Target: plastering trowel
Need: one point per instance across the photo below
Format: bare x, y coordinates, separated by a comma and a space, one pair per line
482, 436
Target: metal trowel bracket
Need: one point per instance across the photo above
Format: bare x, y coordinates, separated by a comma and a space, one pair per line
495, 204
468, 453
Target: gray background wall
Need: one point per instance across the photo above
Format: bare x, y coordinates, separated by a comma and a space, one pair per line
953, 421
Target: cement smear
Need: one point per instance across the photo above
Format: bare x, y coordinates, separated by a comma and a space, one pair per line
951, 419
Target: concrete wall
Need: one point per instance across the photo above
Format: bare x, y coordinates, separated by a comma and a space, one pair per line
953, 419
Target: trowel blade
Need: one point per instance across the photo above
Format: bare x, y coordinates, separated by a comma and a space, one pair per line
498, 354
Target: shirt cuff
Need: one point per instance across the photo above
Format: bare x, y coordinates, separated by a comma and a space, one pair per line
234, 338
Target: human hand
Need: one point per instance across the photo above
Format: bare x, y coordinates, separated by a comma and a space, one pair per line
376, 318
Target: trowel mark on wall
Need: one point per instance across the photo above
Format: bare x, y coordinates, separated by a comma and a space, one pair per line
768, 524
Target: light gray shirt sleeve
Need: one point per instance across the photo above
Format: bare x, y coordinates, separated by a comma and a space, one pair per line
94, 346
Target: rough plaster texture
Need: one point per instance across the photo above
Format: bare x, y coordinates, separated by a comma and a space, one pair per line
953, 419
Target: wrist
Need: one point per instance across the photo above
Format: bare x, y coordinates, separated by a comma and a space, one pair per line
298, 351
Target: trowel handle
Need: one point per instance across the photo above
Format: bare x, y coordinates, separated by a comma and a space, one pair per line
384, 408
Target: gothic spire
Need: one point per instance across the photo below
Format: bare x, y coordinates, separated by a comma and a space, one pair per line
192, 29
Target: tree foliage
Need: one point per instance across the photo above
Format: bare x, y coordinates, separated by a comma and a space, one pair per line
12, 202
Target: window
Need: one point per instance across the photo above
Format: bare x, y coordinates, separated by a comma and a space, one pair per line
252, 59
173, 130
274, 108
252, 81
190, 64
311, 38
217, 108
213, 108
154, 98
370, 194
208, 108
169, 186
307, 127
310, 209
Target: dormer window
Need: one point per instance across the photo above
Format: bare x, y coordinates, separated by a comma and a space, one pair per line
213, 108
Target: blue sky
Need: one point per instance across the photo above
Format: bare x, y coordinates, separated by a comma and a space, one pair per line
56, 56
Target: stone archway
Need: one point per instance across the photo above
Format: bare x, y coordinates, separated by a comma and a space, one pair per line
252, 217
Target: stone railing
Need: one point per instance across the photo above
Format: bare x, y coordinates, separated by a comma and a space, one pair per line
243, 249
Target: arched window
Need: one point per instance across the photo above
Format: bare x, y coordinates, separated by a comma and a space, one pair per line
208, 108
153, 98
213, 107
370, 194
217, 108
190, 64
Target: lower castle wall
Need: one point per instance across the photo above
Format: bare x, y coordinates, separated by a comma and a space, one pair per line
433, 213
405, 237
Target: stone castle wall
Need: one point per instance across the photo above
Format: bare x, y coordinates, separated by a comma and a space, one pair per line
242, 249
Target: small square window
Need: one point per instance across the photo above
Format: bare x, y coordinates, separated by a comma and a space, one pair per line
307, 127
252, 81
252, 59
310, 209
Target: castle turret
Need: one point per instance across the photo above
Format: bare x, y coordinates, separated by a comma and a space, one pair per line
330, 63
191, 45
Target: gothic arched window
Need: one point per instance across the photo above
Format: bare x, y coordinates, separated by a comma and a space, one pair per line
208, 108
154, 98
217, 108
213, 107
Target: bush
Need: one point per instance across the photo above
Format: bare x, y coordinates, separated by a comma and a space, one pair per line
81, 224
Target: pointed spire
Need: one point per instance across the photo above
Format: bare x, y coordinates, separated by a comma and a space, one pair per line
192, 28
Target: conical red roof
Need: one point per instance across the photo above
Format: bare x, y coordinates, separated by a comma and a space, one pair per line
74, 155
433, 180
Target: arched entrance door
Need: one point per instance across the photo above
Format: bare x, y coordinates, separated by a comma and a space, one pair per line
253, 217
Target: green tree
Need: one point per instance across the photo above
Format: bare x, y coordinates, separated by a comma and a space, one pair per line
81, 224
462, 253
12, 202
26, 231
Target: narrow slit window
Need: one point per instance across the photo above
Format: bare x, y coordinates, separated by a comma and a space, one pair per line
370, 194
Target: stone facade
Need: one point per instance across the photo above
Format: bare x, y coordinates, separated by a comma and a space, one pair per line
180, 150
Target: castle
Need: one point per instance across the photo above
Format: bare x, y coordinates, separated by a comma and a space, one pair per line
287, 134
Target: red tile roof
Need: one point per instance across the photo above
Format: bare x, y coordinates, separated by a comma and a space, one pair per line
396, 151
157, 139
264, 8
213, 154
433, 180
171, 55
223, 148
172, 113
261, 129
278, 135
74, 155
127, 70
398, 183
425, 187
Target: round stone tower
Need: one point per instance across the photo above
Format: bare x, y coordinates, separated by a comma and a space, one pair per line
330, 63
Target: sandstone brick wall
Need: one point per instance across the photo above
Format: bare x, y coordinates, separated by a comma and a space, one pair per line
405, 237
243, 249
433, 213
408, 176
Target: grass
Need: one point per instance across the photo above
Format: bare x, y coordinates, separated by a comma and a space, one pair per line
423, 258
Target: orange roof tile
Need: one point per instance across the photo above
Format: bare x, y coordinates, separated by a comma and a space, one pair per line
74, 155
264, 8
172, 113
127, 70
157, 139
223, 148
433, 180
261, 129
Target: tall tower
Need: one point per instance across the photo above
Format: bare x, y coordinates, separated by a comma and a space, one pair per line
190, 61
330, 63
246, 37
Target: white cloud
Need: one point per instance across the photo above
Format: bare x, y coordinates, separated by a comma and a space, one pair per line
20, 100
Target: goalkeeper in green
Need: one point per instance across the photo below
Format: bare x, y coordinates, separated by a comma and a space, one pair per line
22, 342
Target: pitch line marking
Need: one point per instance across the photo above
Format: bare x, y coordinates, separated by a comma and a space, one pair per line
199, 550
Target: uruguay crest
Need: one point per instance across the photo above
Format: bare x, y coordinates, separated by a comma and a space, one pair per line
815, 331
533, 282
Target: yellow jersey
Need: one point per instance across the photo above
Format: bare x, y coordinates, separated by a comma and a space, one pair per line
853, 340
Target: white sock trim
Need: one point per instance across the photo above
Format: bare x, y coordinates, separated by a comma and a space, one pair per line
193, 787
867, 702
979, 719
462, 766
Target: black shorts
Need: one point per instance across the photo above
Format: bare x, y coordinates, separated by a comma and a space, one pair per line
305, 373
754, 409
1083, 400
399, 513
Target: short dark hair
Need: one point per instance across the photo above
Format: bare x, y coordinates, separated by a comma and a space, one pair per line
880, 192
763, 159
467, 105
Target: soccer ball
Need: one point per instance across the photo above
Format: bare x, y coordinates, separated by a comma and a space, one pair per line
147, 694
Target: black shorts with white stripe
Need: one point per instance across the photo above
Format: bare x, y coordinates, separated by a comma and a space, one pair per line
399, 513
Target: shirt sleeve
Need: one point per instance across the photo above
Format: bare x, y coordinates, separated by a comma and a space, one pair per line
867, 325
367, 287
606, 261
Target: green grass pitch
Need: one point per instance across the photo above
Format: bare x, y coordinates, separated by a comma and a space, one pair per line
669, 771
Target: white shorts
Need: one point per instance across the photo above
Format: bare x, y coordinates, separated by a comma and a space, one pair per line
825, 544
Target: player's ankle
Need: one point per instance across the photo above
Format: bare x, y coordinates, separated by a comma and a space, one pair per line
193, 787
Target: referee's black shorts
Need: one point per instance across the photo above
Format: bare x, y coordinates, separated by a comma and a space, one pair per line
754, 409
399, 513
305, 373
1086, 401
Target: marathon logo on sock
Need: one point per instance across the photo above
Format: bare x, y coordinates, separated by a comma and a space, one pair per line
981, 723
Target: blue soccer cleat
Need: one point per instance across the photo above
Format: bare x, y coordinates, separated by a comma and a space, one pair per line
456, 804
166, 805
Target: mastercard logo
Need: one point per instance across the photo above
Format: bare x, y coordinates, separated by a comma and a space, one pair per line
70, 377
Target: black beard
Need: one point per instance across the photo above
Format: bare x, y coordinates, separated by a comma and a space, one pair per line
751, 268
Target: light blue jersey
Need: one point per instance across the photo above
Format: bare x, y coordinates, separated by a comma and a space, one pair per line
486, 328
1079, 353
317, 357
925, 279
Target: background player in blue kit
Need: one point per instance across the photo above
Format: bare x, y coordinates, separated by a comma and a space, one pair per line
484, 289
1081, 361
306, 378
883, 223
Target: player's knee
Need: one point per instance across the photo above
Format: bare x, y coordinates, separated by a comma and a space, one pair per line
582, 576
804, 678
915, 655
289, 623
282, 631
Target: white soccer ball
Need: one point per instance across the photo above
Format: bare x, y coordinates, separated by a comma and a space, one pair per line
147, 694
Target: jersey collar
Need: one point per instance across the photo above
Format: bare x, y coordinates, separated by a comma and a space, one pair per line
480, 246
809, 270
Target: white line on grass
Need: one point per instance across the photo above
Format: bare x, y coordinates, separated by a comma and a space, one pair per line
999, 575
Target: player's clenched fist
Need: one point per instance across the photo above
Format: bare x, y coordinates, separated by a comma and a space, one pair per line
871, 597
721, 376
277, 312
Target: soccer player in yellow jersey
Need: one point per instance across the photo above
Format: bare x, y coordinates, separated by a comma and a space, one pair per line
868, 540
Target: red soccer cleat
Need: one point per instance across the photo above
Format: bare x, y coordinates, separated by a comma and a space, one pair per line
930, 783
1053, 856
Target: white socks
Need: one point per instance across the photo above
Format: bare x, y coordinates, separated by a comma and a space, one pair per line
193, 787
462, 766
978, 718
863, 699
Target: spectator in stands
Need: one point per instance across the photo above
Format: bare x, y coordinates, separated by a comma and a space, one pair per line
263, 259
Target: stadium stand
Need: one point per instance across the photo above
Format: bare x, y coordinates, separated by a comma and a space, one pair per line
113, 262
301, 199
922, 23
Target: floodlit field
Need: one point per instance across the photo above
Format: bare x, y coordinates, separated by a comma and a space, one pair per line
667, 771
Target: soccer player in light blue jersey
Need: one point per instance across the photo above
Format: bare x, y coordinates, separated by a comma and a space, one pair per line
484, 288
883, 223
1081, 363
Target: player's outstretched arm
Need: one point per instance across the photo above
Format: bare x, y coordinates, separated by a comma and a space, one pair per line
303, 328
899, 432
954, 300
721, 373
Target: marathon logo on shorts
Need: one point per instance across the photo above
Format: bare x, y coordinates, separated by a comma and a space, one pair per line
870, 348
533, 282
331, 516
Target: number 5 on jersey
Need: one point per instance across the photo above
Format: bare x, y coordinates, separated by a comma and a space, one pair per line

**********

• [Task details]:
Only the lines from the one containing "Target: floodlit field" to the end of the records should be repeated, exactly as they appear.

• [Solution]:
Target: floodlit field
Need: one point per instance across the photo above
Format: bare x, y coordinates, separated by a comma and a space, one pair per line
667, 771
Target: soccer player in light blue jersey
Need: one point per instance across the photo above
Format: bare x, y coordinates, separated by a comma and a space, one pair per line
484, 288
883, 223
1081, 363
Target: player's outstretched arm
Need: one point per instance across the photo above
Format: bare x, y coordinates, separated by a comma and a space, one pair per line
303, 328
899, 432
954, 300
721, 373
Target: marathon logo on shorts
Need: one point per instance across the photo above
Format: bare x, y coordinates, separated by a comma and a space, one pair per line
870, 348
533, 282
331, 516
Target: number 5 on jersey
Need: one point per instance across the photo above
Format: bare x, y coordinates, separated by a comma and a space, one pair per line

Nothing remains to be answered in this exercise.